■ What to work on:
Send back all of the records, each one exactly as written.

╔══

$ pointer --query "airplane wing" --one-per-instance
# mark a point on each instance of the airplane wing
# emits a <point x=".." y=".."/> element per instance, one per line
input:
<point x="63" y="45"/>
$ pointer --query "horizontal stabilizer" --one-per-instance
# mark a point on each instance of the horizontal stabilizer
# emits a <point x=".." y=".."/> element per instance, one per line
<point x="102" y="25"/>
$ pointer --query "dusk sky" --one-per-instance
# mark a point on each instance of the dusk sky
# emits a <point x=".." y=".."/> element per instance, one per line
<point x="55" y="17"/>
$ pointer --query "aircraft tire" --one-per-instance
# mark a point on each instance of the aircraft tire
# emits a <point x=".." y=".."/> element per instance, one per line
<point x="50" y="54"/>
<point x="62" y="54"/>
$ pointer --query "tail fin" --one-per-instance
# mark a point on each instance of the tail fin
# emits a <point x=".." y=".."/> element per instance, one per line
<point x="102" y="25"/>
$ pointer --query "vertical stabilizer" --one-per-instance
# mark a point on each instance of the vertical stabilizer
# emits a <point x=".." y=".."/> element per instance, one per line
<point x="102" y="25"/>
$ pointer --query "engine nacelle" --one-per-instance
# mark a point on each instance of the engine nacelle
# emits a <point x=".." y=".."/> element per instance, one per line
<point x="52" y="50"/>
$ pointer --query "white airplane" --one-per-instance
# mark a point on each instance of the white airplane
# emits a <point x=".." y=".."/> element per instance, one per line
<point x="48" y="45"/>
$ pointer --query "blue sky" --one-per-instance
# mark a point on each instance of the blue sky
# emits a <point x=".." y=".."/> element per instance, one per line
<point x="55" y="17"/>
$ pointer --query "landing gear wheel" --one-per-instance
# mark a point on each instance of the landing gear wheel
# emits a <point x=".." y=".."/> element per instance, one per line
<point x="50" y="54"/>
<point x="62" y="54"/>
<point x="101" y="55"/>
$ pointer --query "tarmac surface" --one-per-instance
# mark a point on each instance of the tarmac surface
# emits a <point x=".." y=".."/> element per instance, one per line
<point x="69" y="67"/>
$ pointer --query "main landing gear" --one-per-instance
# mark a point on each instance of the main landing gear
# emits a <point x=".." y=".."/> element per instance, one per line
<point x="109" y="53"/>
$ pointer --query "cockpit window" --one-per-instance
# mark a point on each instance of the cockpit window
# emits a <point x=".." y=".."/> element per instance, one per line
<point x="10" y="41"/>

╚══

■ Result of the exercise:
$ pointer --query "airplane wing" --one-per-instance
# mark a point on each instance of the airplane wing
# emits a <point x=".." y=".."/> element per instance, one per line
input:
<point x="63" y="45"/>
$ pointer --query "horizontal stabilizer" --one-per-instance
# mark a point on each instance of the horizontal stabilizer
# emits a <point x=".." y=".."/> element per instance, one per line
<point x="102" y="25"/>
$ pointer --query "dusk sky" --one-per-instance
# mark a point on each instance of the dusk sky
# emits a <point x=".." y=".."/> element per instance, one per line
<point x="55" y="17"/>
$ pointer --query "aircraft tire" --one-per-instance
# mark a point on each instance of the aircraft tire
# emits a <point x=".." y=".."/> element per instance, one per line
<point x="50" y="54"/>
<point x="62" y="54"/>
$ pointer --query "tail fin" --one-per-instance
# mark a point on each instance of the tail fin
# emits a <point x=".." y=".."/> element per instance, one per line
<point x="102" y="25"/>
$ pointer --query "vertical stabilizer" --one-per-instance
# mark a point on each instance of the vertical stabilizer
# emits a <point x=".." y=".."/> element per instance, one per line
<point x="102" y="25"/>
$ pointer --query "engine nacelle" --one-per-instance
# mark a point on each instance of the engine nacelle
# emits a <point x=".." y=".."/> element per instance, one per line
<point x="52" y="50"/>
$ pointer --query "white airplane" --one-per-instance
# mark a point on each instance of the white airplane
# emits a <point x=".." y=".."/> element per instance, one per line
<point x="48" y="45"/>
$ pointer --query "blue sky" --one-per-instance
# mark a point on each instance of the blue sky
# emits a <point x=".." y=".."/> element per instance, one per line
<point x="55" y="17"/>
$ pointer --query "landing gear wheel" --one-per-instance
# mark a point on each instance of the landing gear wheel
# emits a <point x=".." y=".."/> element per instance, one per line
<point x="50" y="54"/>
<point x="62" y="54"/>
<point x="101" y="55"/>
$ pointer --query "tarmac surface" --one-per-instance
# mark a point on each instance of the tarmac surface
# emits a <point x=".." y=".."/> element per instance, one per line
<point x="69" y="67"/>
$ pointer --query "main landing gear" --one-per-instance
# mark a point on each instance of the main landing gear
# emits a <point x=".." y=".."/> element per instance, one per line
<point x="109" y="53"/>
$ pointer --query "cockpit window" --one-per-instance
# mark a point on each instance of the cockpit window
# emits a <point x=".." y=".."/> element per instance, one per line
<point x="10" y="41"/>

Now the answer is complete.